SEBI (Listing Obligations & Disclosure Requirements)
Regulations, 2015 mandate that the transfer, except
transmission and transposition, of securities shall be carried
out in dematerialized form only with effect from 1st April
2019. In view of the numerous advantages offered by the
Depository system as well as to avoid frauds, members
holding shares in physical mode are advised to avail of the
facility of dematerialization from either of the depositories.

The Company has, directly as well as through its RTA, sent
intimation to shareholders who are holding shares in
physical form, advising them to get the shares
dematerialized.

15. Subsidiary companies:

Your Company has Five subsidiaries namely Nettlinx
Technologies Private Limited, Nettlinx Realty Private
Limited, Sri Venkateswara Green Power Projects Limited,
Salion SE and Nettlinx INC as on March 31,2025.

■ **DATA EXCERPTS**:

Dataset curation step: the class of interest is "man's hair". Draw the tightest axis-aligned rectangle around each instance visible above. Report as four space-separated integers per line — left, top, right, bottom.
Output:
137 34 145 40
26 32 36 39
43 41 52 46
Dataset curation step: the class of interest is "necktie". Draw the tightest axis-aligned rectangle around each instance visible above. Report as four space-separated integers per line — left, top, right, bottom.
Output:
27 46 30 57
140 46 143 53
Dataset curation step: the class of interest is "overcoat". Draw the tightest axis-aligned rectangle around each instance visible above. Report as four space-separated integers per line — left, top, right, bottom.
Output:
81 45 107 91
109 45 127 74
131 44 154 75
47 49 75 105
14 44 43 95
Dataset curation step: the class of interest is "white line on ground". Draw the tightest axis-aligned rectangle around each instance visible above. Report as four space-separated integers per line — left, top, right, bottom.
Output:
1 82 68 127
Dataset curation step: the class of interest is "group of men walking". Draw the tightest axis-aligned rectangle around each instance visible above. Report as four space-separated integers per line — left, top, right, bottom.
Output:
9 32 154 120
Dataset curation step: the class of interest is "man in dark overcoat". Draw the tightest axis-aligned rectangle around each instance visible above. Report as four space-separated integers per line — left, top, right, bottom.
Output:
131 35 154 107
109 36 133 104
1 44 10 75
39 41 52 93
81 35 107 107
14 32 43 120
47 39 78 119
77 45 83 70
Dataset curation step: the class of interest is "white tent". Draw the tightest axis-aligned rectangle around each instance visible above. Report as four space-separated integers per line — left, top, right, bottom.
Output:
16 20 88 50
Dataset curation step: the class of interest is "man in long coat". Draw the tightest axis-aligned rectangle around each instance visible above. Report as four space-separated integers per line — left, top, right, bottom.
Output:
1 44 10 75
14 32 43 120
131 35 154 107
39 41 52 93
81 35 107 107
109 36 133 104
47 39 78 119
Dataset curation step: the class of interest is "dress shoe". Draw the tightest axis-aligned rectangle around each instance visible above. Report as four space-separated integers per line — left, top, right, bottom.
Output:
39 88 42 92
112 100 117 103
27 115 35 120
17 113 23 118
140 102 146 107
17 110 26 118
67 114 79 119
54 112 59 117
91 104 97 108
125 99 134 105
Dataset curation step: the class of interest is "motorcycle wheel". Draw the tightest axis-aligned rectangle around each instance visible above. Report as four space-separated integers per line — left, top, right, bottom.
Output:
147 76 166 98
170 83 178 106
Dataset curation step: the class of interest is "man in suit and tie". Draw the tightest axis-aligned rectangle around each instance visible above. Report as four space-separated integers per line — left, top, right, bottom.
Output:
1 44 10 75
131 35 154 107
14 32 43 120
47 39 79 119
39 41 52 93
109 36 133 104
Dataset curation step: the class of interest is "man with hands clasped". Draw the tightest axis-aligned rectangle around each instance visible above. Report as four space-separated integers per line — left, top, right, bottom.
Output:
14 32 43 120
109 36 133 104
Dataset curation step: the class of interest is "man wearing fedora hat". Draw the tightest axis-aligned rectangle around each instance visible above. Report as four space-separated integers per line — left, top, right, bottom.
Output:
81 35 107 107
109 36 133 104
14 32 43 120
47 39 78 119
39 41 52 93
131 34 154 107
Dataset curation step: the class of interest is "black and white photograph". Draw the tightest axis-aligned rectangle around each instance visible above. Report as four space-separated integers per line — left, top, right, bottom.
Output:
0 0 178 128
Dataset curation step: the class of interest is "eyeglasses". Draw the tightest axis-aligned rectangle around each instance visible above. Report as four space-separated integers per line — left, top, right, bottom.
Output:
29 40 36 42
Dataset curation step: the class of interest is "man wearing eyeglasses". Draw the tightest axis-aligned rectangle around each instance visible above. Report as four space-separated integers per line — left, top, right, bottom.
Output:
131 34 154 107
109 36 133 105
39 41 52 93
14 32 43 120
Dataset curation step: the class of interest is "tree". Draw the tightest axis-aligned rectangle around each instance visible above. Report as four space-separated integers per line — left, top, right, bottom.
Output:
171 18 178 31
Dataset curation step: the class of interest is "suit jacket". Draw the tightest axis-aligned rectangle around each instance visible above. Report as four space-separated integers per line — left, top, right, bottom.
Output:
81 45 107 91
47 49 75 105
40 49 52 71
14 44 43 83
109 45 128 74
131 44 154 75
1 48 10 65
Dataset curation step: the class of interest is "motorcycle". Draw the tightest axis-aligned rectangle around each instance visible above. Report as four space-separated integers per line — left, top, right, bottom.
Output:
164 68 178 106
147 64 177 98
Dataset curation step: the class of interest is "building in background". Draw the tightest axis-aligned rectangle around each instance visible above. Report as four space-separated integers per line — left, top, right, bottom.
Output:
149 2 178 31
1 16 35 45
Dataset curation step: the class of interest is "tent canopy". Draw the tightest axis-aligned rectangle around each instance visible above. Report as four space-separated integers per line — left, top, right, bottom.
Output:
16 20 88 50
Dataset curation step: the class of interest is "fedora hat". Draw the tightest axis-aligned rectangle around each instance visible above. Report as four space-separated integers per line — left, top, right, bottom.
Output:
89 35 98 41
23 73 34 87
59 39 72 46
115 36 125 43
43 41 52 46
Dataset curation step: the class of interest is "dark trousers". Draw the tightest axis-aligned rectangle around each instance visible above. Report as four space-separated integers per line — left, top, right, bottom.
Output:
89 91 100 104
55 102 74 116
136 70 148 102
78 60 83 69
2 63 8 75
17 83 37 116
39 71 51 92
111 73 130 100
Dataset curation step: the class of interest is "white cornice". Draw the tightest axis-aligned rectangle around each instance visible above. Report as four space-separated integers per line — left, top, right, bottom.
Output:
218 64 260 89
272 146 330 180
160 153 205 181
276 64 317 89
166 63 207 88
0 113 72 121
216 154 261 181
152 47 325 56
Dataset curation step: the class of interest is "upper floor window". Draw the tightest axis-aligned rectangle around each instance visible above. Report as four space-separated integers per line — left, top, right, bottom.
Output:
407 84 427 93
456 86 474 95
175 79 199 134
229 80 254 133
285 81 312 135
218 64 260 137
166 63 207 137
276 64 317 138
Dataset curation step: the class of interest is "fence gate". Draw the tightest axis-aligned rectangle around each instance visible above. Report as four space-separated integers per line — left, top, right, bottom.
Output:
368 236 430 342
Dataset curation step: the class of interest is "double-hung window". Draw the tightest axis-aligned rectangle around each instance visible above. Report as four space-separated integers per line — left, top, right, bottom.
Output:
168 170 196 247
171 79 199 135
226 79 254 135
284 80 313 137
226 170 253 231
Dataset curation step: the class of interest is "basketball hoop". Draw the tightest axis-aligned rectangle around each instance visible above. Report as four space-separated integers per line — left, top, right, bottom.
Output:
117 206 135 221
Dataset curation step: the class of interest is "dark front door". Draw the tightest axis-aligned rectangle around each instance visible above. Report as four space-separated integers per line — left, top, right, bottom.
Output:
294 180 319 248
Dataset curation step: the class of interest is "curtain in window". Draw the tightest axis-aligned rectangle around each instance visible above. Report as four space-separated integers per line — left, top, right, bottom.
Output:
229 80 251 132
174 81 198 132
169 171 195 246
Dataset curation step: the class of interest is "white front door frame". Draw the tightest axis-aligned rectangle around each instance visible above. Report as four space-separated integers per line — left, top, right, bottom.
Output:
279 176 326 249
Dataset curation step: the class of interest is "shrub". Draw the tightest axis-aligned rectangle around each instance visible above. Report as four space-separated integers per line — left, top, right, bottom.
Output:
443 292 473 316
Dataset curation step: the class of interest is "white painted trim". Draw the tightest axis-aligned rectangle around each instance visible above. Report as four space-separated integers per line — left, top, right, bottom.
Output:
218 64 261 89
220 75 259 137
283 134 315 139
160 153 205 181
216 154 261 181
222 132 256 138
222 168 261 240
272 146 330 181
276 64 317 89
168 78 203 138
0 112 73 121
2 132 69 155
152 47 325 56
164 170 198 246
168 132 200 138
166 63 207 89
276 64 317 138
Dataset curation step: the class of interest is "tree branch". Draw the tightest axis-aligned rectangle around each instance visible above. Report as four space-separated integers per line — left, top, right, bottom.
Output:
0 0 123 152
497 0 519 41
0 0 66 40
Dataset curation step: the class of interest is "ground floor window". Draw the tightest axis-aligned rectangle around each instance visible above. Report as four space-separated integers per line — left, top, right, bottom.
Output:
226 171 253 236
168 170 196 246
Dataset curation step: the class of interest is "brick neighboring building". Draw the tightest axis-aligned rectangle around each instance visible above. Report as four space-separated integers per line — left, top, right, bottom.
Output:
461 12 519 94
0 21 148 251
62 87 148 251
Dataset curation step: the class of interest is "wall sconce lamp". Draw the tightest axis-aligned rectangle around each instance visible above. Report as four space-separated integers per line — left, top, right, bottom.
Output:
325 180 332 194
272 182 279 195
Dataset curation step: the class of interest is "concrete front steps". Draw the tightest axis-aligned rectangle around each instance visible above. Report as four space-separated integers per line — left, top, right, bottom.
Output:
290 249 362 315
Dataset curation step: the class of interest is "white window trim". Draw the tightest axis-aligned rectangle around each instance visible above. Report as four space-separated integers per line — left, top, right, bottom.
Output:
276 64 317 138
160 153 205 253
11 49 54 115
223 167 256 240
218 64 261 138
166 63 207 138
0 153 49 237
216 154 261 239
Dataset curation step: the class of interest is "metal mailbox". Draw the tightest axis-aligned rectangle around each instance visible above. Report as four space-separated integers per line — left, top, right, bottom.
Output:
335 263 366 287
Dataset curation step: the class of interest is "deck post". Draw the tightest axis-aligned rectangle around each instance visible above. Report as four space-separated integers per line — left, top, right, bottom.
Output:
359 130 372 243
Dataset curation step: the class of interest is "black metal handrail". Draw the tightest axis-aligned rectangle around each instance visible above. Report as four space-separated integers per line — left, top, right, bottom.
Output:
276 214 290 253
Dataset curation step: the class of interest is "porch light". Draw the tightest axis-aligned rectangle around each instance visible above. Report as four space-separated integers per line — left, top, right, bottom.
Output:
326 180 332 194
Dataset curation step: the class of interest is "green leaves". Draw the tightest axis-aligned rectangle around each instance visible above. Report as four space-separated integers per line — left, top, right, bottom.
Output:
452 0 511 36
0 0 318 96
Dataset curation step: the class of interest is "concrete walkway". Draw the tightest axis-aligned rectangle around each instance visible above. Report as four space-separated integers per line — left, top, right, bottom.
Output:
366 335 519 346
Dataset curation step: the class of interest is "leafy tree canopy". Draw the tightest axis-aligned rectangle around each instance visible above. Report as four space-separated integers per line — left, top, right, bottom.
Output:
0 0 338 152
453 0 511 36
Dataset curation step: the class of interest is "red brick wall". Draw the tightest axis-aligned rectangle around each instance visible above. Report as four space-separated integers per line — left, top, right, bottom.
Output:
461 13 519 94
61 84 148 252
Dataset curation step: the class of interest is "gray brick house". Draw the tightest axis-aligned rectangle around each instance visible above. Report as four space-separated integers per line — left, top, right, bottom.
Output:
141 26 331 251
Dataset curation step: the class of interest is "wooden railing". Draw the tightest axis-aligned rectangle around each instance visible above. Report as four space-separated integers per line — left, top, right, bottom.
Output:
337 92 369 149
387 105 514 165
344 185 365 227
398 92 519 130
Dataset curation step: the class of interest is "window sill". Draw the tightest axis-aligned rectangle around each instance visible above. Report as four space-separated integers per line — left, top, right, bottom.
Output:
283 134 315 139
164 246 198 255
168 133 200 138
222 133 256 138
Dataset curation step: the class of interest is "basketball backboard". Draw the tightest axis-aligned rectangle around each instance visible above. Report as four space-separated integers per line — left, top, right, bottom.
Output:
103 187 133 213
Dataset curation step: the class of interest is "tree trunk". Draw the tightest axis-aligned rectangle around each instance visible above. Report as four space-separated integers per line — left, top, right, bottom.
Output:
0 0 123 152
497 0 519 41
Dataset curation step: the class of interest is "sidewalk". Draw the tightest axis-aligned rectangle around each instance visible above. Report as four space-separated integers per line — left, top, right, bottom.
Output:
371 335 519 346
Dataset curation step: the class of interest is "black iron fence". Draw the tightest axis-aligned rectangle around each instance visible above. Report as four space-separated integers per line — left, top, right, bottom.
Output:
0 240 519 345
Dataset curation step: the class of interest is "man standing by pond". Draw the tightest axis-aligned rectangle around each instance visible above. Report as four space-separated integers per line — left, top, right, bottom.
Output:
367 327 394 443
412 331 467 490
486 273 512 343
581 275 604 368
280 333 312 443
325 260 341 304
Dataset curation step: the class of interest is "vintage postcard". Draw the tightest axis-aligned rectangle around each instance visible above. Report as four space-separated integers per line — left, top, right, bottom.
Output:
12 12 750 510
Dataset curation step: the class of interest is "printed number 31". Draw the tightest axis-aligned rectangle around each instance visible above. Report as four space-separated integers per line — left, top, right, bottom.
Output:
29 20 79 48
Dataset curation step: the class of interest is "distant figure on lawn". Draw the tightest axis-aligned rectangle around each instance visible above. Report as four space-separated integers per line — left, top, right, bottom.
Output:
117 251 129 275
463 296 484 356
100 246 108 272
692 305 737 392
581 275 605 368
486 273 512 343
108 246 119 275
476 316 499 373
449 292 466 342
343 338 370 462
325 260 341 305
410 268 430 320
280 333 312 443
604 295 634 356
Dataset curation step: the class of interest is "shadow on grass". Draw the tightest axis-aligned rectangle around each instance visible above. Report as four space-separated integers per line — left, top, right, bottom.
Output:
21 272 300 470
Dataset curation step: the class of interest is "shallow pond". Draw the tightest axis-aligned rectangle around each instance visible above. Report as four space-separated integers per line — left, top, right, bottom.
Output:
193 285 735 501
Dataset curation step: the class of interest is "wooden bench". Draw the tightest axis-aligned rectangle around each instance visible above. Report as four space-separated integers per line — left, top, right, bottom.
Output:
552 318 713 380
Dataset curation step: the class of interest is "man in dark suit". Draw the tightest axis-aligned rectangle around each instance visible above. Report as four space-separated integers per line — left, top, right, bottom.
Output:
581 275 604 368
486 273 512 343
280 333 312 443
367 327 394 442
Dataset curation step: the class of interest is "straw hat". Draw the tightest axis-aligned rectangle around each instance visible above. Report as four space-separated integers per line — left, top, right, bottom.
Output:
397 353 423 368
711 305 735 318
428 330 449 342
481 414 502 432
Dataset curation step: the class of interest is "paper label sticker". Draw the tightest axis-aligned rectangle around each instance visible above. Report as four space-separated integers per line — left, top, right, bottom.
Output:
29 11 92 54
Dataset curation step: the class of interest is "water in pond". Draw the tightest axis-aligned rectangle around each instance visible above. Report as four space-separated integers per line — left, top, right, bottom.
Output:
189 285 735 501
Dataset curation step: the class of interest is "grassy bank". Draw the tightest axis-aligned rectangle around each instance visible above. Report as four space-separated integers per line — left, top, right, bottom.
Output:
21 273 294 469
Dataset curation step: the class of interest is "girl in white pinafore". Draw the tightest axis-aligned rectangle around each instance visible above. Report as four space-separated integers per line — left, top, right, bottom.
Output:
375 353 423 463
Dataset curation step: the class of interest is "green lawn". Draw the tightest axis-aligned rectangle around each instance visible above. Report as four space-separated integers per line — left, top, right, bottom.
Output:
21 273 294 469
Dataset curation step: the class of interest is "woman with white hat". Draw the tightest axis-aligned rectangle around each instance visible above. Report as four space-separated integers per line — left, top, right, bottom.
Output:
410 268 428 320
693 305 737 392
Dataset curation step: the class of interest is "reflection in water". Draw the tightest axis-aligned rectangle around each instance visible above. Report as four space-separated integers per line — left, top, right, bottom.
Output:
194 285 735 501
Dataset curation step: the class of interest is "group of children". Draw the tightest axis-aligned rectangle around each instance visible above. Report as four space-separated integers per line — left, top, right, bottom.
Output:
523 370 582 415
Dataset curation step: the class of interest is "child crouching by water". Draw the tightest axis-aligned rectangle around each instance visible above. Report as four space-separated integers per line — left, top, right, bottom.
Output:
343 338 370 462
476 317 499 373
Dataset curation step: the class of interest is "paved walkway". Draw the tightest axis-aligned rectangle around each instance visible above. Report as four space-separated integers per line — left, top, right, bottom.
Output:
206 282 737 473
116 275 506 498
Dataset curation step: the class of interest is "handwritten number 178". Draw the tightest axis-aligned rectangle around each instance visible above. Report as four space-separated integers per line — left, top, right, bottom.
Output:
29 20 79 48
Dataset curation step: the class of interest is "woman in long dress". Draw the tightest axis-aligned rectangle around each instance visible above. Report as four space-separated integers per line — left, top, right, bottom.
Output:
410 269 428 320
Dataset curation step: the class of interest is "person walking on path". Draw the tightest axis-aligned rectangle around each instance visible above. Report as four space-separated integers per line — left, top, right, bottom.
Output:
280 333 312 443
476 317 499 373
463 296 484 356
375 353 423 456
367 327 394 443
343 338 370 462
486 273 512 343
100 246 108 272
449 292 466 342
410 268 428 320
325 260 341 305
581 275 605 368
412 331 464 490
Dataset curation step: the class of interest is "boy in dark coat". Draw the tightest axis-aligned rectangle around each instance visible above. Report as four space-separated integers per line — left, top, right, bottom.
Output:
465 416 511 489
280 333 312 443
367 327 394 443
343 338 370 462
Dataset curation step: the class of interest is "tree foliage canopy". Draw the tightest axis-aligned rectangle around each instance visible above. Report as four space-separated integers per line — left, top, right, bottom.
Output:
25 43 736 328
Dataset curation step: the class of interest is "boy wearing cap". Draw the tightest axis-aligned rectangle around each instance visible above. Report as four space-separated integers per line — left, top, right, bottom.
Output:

■ **PROBLEMS AND TASKS**:
A) Answer these from the report excerpt, one line each:
(i) From what date must transfers of securities be carried out in dematerialized form only?
(ii) Besides acting directly, through whom did the Company send intimation to shareholders holding physical shares?
(iii) How many subsidiaries did the Company have as on March 31, 2025?
B) Write the next part of the report excerpt, picking up after its final sentence.

■ **RESPONSES IN ORDER**:
A)
(i) 1st April 2019
(ii) Its RTA
(iii) Five

B)
In accordance with Section 129(3) of the Act, Consolidated
Financial Statements have been prepared which form part of
this Annual Report. As required under Section 129(3) of the
Act read with Rule 5 of the Companies (Accounts) Rules,
2014, a statement containing the salient features of the
financial statements of the subsidiaries in the prescribed
form AOC-1 is enclosed as
Annexure - 1 to this Report.

In accordance with Section 136 of the Act, the separate
audited accounts of the subsidiary companies will be
available on the website of the Company, www.netlinx.com
and the Members desirous of obtaining the accounts of the
Company's subsidiaries may obtain the same upon request.
These documents will be available for inspection by the
members, till the date of AGM during business hours at
registered office of the company.

The Policy for determining Material Subsidiaries, adopted
by your Board, in conformity with the SEBI Listing
Regulations can be accessed on the Company's website at
www.netlinx.com.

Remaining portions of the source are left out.